- Excerpted text:
You are viewing a plain text version of this content. The canonical link for it is here.
Posted to commits@cassandra.apache.org by "Roatin (Jira)" <ji...@apache.org> on 2021/09/28 17:27:00 UTC

[jira] [Commented] (CASSANDRA-17012) Broken Pipe exception while replacing a failed node

    [ https://issues.apache.org/jira/browse/CASSANDRA-17012?page=com.atlassian.jira.plugin.system.issuetabpanels:comment-tabpanel&focusedCommentId=17421553#comment-17421553 ] 

Roatin commented on CASSANDRA-17012:
------------------------------------

Yes 2.1.1 is extremely old, unfortunately that's what we're dealing with. In this case are we correct to say that the new node is the one breaking the connection since the error is observed from the node trying to send over it's data to the new?

- Record list:
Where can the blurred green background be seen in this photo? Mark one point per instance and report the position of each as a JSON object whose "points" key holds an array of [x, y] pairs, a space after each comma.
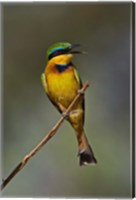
{"points": [[103, 30]]}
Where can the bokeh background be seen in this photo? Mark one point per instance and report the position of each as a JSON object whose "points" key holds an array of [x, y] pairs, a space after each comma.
{"points": [[103, 30]]}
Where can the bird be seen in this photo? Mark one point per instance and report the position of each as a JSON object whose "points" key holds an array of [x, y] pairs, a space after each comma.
{"points": [[62, 83]]}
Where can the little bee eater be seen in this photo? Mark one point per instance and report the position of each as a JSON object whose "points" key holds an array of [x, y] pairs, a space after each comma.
{"points": [[62, 83]]}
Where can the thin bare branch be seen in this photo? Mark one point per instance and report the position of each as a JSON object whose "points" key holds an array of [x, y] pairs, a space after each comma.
{"points": [[49, 135]]}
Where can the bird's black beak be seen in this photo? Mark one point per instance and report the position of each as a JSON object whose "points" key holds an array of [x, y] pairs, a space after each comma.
{"points": [[75, 51]]}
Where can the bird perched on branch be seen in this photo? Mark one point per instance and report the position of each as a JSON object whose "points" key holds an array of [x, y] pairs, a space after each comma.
{"points": [[62, 83]]}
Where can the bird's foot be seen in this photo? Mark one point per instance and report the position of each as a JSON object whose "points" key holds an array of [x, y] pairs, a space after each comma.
{"points": [[80, 92], [65, 114]]}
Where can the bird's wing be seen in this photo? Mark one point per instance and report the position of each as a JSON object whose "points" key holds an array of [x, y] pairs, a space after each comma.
{"points": [[43, 79], [80, 82]]}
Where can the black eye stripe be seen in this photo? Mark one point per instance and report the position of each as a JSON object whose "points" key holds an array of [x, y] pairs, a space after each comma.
{"points": [[58, 52]]}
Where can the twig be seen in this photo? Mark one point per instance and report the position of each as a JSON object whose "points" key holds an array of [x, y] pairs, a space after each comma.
{"points": [[49, 135]]}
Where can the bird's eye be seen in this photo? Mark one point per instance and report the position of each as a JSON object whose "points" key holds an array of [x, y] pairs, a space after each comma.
{"points": [[57, 52]]}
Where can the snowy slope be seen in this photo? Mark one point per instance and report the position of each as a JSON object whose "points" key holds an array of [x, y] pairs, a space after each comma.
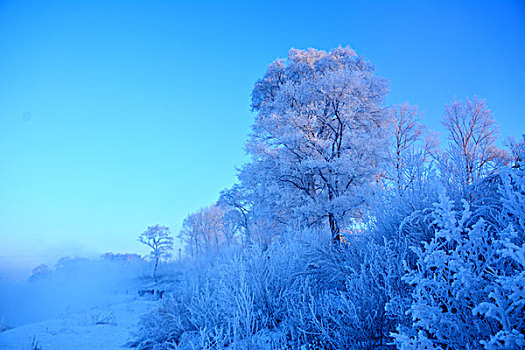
{"points": [[103, 327]]}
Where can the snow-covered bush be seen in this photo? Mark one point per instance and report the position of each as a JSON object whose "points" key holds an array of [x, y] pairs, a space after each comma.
{"points": [[469, 282]]}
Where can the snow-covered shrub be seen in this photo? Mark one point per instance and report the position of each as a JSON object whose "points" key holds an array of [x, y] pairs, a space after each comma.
{"points": [[300, 291], [469, 282]]}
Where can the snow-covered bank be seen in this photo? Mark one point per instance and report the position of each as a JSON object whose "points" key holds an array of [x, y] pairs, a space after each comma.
{"points": [[102, 327]]}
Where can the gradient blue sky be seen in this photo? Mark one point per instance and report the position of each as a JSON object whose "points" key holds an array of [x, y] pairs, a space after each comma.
{"points": [[119, 115]]}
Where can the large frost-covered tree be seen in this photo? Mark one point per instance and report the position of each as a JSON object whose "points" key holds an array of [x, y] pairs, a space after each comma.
{"points": [[317, 142]]}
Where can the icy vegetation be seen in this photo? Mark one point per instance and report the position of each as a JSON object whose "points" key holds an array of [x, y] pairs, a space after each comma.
{"points": [[349, 228]]}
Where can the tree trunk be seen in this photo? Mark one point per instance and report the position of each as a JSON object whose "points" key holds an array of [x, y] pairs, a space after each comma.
{"points": [[334, 228], [155, 269]]}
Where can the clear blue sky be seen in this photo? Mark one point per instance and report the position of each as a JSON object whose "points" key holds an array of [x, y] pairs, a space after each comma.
{"points": [[119, 115]]}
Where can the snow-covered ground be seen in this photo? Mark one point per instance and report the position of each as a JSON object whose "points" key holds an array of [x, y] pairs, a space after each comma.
{"points": [[106, 326]]}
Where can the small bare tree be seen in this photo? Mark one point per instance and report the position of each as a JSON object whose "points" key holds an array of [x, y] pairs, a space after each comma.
{"points": [[472, 134], [160, 240], [410, 139], [208, 229]]}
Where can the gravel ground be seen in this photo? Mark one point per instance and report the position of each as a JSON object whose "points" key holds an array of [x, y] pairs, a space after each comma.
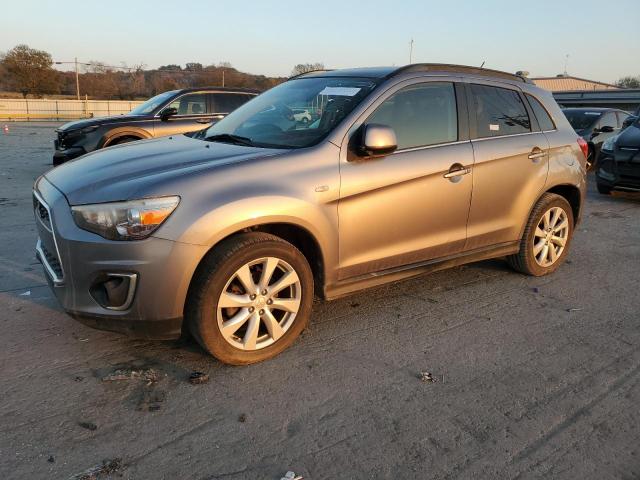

- What the task asks:
Copy the passage from the comment on the broken pipe error word for word, beginning with the words "You are viewing" and ending after "to the new?".

- Exercise solution:
You are viewing a plain text version of this content. The canonical link for it is here.
Posted to commits@cassandra.apache.org by "Roatin (Jira)" <ji...@apache.org> on 2021/09/28 17:27:00 UTC

[jira] [Commented] (CASSANDRA-17012) Broken Pipe exception while replacing a failed node

    [ https://issues.apache.org/jira/browse/CASSANDRA-17012?page=com.atlassian.jira.plugin.system.issuetabpanels:comment-tabpanel&focusedCommentId=17421553#comment-17421553 ] 

Roatin commented on CASSANDRA-17012:
------------------------------------

Yes 2.1.1 is extremely old, unfortunately that's what we're dealing with. In this case are we correct to say that the new node is the one breaking the connection since the error is observed from the node trying to send over it's data to the new?